━━━ PROVIDED PASSAGE

3. Power concentration in the nonlinear metasurface substrate

For nonlinear metasurface absorbers, the substrate power concentration contains nonlinear term 2f₀ and 4f₀, as illustrated in Eq. (2),

P_{s u b}_{N L} (f_{0}) = \sum_{n = 1}^{\infty} P_{s u b}^{'} (2 n f_{0}) \approx P_{s u b}^{'} (2 f_{0}) + P_{s u b}^{'} (4 f_{0}),

where P^’_sub (2f₀) and P^’_sub (4f₀) are the substrate power of nonlinear term 2f₀ and 4f₀. As other higher modes are negligible (as in Table 1), we use an approximation in Eq. (2).

━━━━━━
━━━ INFORMATION SHOWN

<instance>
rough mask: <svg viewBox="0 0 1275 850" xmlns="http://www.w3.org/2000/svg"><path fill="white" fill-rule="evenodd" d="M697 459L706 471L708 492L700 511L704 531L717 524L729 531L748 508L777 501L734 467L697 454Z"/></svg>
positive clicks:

━━━━━━

PROBLEMS TO SOLVE:
#1 Write out every distinct power quantity that appears in Eq. (2) of the passage on substrate power concentration, one per line.
#2 Answer these questions from the passage on substrate power concentration:
(a) Which nonlinear terms does the substrate power concentration of nonlinear metasurface absorbers contain?
(b) What do P'_sub(2f₀) and P'_sub(4f₀) stand for?
(c) What justifies the approximation used in Eq. (2)?

RESPONSE LIST:
#1
P_sub_NL(f₀)
P'_sub(2nf₀)
P'_sub(2f₀)
P'_sub(4f₀)

#2
(a) The nonlinear terms 2f₀ and 4f₀.
(b) The substrate power of the nonlinear terms 2f₀ and 4f₀.
(c) The other higher modes are negligible, as shown in Table 1.